# [PROVIDED RECORDS]
○ ○ ○ ○ ○
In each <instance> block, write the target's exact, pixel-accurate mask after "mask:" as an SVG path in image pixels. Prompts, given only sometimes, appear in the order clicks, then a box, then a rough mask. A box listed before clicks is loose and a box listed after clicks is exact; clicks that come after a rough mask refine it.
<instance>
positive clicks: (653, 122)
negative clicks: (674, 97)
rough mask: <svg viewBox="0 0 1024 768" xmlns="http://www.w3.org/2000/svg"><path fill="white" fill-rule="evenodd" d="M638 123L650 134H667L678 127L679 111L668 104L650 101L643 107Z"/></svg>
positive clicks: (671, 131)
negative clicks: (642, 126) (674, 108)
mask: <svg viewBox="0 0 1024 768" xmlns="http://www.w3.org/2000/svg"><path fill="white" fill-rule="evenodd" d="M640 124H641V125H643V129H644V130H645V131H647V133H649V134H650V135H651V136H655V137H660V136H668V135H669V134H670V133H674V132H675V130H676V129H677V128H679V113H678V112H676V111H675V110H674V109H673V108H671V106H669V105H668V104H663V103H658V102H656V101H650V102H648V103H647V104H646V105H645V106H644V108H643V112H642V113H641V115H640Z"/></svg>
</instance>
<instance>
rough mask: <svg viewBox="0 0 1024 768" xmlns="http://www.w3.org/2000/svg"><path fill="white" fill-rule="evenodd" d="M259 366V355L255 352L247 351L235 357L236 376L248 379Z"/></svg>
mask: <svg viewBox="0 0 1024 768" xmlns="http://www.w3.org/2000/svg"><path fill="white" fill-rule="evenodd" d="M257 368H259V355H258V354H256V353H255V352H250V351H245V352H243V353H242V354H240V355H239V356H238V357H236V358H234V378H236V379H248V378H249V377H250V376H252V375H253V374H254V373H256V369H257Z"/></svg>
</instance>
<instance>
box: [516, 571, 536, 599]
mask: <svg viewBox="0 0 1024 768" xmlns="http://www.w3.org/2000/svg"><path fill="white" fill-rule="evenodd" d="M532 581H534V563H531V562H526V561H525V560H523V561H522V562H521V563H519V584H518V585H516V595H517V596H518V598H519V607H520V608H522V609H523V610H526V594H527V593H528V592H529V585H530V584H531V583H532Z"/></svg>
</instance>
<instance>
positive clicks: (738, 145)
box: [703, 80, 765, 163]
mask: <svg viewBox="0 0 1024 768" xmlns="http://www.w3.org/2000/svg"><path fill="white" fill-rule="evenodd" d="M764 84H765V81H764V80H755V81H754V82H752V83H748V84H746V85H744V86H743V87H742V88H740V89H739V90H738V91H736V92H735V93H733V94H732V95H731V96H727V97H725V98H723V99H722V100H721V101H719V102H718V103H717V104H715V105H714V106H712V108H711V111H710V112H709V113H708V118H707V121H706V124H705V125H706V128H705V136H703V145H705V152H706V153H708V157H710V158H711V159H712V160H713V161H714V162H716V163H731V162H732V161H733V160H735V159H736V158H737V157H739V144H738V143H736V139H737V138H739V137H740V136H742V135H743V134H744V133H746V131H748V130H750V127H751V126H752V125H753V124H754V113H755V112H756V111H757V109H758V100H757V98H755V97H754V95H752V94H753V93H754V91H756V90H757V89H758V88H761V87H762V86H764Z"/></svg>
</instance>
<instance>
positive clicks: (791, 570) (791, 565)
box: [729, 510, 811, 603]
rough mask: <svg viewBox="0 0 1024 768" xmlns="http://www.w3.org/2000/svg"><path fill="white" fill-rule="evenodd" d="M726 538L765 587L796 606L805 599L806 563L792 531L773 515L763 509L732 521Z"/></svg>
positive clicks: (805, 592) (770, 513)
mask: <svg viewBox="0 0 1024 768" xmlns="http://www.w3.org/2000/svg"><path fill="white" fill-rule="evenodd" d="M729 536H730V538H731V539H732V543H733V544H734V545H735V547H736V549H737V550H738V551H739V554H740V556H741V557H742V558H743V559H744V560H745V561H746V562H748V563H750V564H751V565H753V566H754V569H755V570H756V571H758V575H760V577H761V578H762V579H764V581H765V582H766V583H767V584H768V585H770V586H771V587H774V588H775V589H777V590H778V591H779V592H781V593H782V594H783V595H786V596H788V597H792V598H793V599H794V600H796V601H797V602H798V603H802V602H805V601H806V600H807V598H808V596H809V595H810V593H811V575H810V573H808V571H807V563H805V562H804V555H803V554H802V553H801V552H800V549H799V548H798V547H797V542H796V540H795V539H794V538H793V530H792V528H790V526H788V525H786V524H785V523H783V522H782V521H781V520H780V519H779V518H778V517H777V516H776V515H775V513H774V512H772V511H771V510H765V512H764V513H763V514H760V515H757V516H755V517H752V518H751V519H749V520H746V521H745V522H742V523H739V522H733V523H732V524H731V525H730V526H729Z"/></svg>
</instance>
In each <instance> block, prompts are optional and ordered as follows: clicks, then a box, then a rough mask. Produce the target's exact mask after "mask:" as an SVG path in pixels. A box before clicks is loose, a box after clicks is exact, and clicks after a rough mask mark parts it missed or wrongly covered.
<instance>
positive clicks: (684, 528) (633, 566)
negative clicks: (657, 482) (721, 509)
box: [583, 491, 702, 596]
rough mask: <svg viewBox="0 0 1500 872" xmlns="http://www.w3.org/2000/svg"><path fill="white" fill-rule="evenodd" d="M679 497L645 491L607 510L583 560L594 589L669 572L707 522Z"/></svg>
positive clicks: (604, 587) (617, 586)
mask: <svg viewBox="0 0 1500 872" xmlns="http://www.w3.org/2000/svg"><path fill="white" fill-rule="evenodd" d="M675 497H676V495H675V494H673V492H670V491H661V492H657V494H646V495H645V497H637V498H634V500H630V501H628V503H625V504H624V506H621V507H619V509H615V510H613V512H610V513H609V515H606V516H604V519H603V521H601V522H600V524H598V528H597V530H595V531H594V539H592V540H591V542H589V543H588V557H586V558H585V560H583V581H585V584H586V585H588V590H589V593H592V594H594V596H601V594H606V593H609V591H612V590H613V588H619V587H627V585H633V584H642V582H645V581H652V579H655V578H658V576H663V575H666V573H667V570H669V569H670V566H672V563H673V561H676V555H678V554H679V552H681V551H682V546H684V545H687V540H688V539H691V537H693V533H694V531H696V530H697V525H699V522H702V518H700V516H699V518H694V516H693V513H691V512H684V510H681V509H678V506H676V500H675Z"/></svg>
○ ○ ○ ○ ○
Rewrite all the entries above as a JSON list of strings, one string per line, with blank lines left out.

# [TASK OUTPUT]
[
  "In each <instance> block, write the target's exact, pixel-accurate mask after \"mask:\" as an SVG path in image pixels. Prompts, given only sometimes, appear in the order clicks, then a box, then a rough mask. A box listed before clicks is loose and a box listed after clicks is exact; clicks that come after a rough mask refine it.",
  "<instance>",
  "positive clicks: (653, 122)",
  "negative clicks: (674, 97)",
  "rough mask: <svg viewBox=\"0 0 1024 768\" xmlns=\"http://www.w3.org/2000/svg\"><path fill=\"white\" fill-rule=\"evenodd\" d=\"M638 123L650 134H667L678 127L679 111L668 104L650 101L643 107Z\"/></svg>",
  "positive clicks: (671, 131)",
  "negative clicks: (642, 126) (674, 108)",
  "mask: <svg viewBox=\"0 0 1024 768\" xmlns=\"http://www.w3.org/2000/svg\"><path fill=\"white\" fill-rule=\"evenodd\" d=\"M640 124H641V125H643V129H644V130H645V131H647V133H649V134H650V135H651V136H655V137H660V136H668V135H669V134H670V133H674V132H675V130H676V129H677V128H679V113H678V112H676V111H675V110H674V109H673V108H671V106H669V105H668V104H663V103H658V102H656V101H650V102H648V103H647V104H646V105H645V106H644V108H643V112H642V113H641V115H640Z\"/></svg>",
  "</instance>",
  "<instance>",
  "rough mask: <svg viewBox=\"0 0 1024 768\" xmlns=\"http://www.w3.org/2000/svg\"><path fill=\"white\" fill-rule=\"evenodd\" d=\"M259 366V355L255 352L247 351L235 357L236 376L248 379Z\"/></svg>",
  "mask: <svg viewBox=\"0 0 1024 768\" xmlns=\"http://www.w3.org/2000/svg\"><path fill=\"white\" fill-rule=\"evenodd\" d=\"M257 368H259V355H258V354H256V353H255V352H250V351H245V352H243V353H242V354H240V355H239V356H238V357H236V358H234V378H236V379H248V378H249V377H250V376H252V375H253V374H254V373H256V369H257Z\"/></svg>",
  "</instance>",
  "<instance>",
  "box: [516, 571, 536, 599]",
  "mask: <svg viewBox=\"0 0 1024 768\" xmlns=\"http://www.w3.org/2000/svg\"><path fill=\"white\" fill-rule=\"evenodd\" d=\"M532 581H534V563H531V562H526V561H525V560H523V561H522V562H521V563H519V584H518V585H516V595H517V596H518V598H519V607H520V608H522V609H523V610H526V594H527V593H528V592H529V585H530V584H531V583H532Z\"/></svg>",
  "</instance>",
  "<instance>",
  "positive clicks: (738, 145)",
  "box: [703, 80, 765, 163]",
  "mask: <svg viewBox=\"0 0 1024 768\" xmlns=\"http://www.w3.org/2000/svg\"><path fill=\"white\" fill-rule=\"evenodd\" d=\"M764 84H765V81H764V80H755V81H754V82H752V83H748V84H746V85H744V86H743V87H742V88H740V89H739V90H738V91H736V92H735V93H733V94H732V95H731V96H727V97H725V98H723V99H722V100H721V101H719V102H718V103H717V104H715V105H714V106H712V108H711V111H710V112H709V113H708V118H707V121H706V124H705V125H706V128H705V136H703V145H705V152H706V153H708V157H710V158H711V159H712V160H713V161H714V162H716V163H731V162H732V161H733V160H735V159H736V158H737V157H739V144H738V143H736V139H737V138H739V137H740V136H742V135H743V134H744V133H746V131H748V130H750V127H751V126H752V125H753V124H754V113H755V112H756V111H757V109H758V100H757V98H755V97H754V95H752V94H753V93H754V91H756V90H757V89H758V88H761V87H762V86H764Z\"/></svg>",
  "</instance>",
  "<instance>",
  "positive clicks: (791, 570) (791, 565)",
  "box: [729, 510, 811, 603]",
  "rough mask: <svg viewBox=\"0 0 1024 768\" xmlns=\"http://www.w3.org/2000/svg\"><path fill=\"white\" fill-rule=\"evenodd\" d=\"M726 538L765 587L796 606L805 599L806 563L792 531L773 515L763 509L732 521Z\"/></svg>",
  "positive clicks: (805, 592) (770, 513)",
  "mask: <svg viewBox=\"0 0 1024 768\" xmlns=\"http://www.w3.org/2000/svg\"><path fill=\"white\" fill-rule=\"evenodd\" d=\"M729 536H730V538H731V539H732V543H733V544H734V545H735V547H736V549H737V550H738V551H739V554H740V556H741V557H742V558H743V559H744V560H745V561H746V562H748V563H750V564H751V565H753V566H754V569H755V570H756V571H758V575H760V577H761V578H762V579H764V581H765V582H766V583H767V584H768V585H770V586H771V587H774V588H775V589H777V590H778V591H779V592H781V593H782V594H783V595H786V596H788V597H792V598H793V599H794V600H796V601H797V602H798V603H802V602H805V601H806V600H807V598H808V596H809V595H810V593H811V575H810V573H808V571H807V563H805V562H804V555H803V554H802V553H801V552H800V549H799V548H798V547H797V542H796V540H795V539H794V538H793V530H792V528H790V526H788V525H786V524H785V523H783V522H782V521H781V520H780V519H779V518H778V517H777V516H776V515H775V513H774V512H772V511H771V510H765V512H764V513H763V514H760V515H757V516H755V517H752V518H751V519H749V520H746V521H745V522H742V523H739V522H733V523H732V524H731V525H730V526H729Z\"/></svg>",
  "</instance>",
  "In each <instance> block, prompts are optional and ordered as follows: clicks, then a box, then a rough mask. Produce the target's exact mask after \"mask:\" as an SVG path in pixels. A box before clicks is loose, a box after clicks is exact, and clicks after a rough mask mark parts it missed or wrongly covered.",
  "<instance>",
  "positive clicks: (684, 528) (633, 566)",
  "negative clicks: (657, 482) (721, 509)",
  "box: [583, 491, 702, 596]",
  "rough mask: <svg viewBox=\"0 0 1500 872\" xmlns=\"http://www.w3.org/2000/svg\"><path fill=\"white\" fill-rule=\"evenodd\" d=\"M679 497L645 491L607 510L583 560L594 589L669 572L707 522Z\"/></svg>",
  "positive clicks: (604, 587) (617, 586)",
  "mask: <svg viewBox=\"0 0 1500 872\" xmlns=\"http://www.w3.org/2000/svg\"><path fill=\"white\" fill-rule=\"evenodd\" d=\"M675 497H676V495H675V494H673V492H670V491H661V492H657V494H646V495H645V497H637V498H634V500H630V501H628V503H625V504H624V506H621V507H619V509H615V510H613V512H610V513H609V515H606V516H604V519H603V521H601V522H600V524H598V528H597V530H595V531H594V539H592V540H591V542H589V543H588V557H586V558H585V560H583V581H585V584H586V585H588V590H589V593H592V594H594V596H601V594H606V593H609V591H612V590H613V588H619V587H627V585H633V584H642V582H645V581H652V579H655V578H658V576H663V575H666V573H667V570H669V569H670V566H672V563H673V561H676V555H678V554H679V552H681V551H682V546H684V545H687V540H688V539H691V537H693V533H694V531H696V530H697V525H699V522H702V518H700V516H699V518H694V516H693V513H691V512H684V510H681V509H678V506H676V500H675Z\"/></svg>"
]